Short exercise: Continue the passage on the purpose and origins of American antitrust laws, starting right after its final sentence.

Page text:

******

The antitrust laws are supposed to promote and protect competition. This alone is their proper purpose. They are not intended to punish big companies merely on account of their size, nor to serve as surrogate “consumer protection” laws. Most importantly, they have never been anti-market or anti-business in their underlying conception or in their implementation. On the contrary, the antitrust laws are intended to promote market economics and healthy competition in every market, while checking the abuses that sometimes arise in different markets.
The idea behind these laws is that in every market there should be robust competition: If in each market there are many sellers busily competing against one another to sell a particular kind of product or service to paying customers, no one seller will be able to take unfair advantage of the buyers, but rather each seller will be obliged to offer its good or service on attractive terms, and each seller will be responsive and efficient in its dealings with buyers, who otherwise will simply turn to another, better seller. In other words, vigorous competition in any given market keeps the sellers honest, forcing them to strive continually both to improve their goods and services and to offer them on favorable terms. Customers benefit from this competition. Poorly run companies are run out of business, as they deserve to be. The better run companies, and the most honest ones too, tend to prosper. Society as a whole benefits. This is nothing other than the glory of marketplace economics working properly and rewarding each of us for our efforts, our talent, and our perseverance. The antitrust laws exist to help marketplace economics to work better.
The Origins of the Antitrust Law American antitrust laws were intended to break up the enormous family “trusts” that in the late 1800s came to dominate banking, oil production, rail transport, shipping, steel production and a handful of other key industries in the United States.

******

Record extracts:
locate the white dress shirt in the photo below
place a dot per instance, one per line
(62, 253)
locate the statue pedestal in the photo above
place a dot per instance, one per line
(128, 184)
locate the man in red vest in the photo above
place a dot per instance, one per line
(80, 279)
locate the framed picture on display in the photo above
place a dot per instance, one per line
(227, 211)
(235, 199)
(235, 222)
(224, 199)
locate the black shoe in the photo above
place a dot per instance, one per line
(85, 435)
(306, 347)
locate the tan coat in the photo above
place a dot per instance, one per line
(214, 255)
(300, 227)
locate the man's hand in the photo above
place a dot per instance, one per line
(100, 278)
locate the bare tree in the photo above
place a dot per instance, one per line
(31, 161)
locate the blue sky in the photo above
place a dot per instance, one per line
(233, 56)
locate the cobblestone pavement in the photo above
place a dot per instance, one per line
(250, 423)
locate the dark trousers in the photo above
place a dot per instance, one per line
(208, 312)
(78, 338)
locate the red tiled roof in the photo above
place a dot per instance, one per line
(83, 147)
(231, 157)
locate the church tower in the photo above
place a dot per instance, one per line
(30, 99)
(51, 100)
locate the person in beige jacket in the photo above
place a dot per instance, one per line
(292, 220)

******

The output:
Many Americans resented the enormous accumulation of power and wealth that this handful of families acquired from their dominance of these key markets, and others grew alarmed that these dominant firms would abuse their market power in order to exact unfair advantages from their customers, doing so precisely because they had eliminated their rivals and now had unchecked power in the different markets that they totally controlled.
Anti-Business or Pro-Competition? This is where the confusion arises. The antitrust laws were never intended to indulge the clamorings of anti-business populists, such as William Jennings Bryan or his socialist fellow travelers in Europe. To such populists, it was unfair that these industrial barons should have so much affluence and power, while millions of other labored in misery for a pittance, without any social protection or any prospect of improving their sorry lot in a cruel world. The antitrust laws, although enacted to redress the abuses imposed or threatened by the great trusts, were never intended to accomplish the anti-business, anti-market purposes of the turn-of-the-century populists. Both the populists and the antitrust laws decried the same abuses done by the same trusts, but each had very different purposes in mind.
For the antitrust laws serve to promote and protect market economics, doing so on the theory that society flourishes the most when it is founded on vigorous competition: According to this theory, competition brings forth the best in each of us, keeping each of us on our toes, mindful that if we do not perform well, we will be cast aside for someone else who can perform better. It is a harsh logic, and it works very well because it rightly understands and anticipates actual human nature and human psychology in action.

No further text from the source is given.